EXERCISE DESCRIPTION: List every actor named in parentheses after a character in the cabin plot summary below.

QUOTED TEXT:
— Start —
Leonard (Dave Bautista) is very good at collecting grasshoppers. He shows a young Wen (Kristen Cui), when he meets her outside her family’s secluded holiday cabin. Eventually, Leonard tells Wen that he and a few other people are going to need to talk to her daddies, and it would be wise if Wen could convince her parents to let them in. Understandably spooked, Wen runs inside to warn Eric (Jonathan Groff) and Andrew (Ben Aldridge), who lock down their fortress before there is a promised knock at the cabin…………It turns out, Leonard and his three-person crew are on the same mission as Idris Elba in Pacific Rim, because they’re here to CANCEL THE APOCALYPSE!! Eric, Andrew, and Wen must chose to sacrifice one of themselves to prevent the upcoming end of days. The intruders – Leonard, Sabrina (Nikki Amuka-Bird), Adriana (Abby Quinn), and Redman (Rupert Grint) – have been brought together, experiencing horrific visions that have led them to this cabin, unbeknownst to them who would be inside.
— End —
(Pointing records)
— Start —
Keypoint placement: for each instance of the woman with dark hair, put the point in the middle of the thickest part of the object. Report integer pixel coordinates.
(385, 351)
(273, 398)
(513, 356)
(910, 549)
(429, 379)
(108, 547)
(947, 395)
— End —
EXERCISE RESULT: Dave Bautista, Kristen Cui, Jonathan Groff, Ben Aldridge, Nikki Amuka-Bird, Abby Quinn, Rupert Grint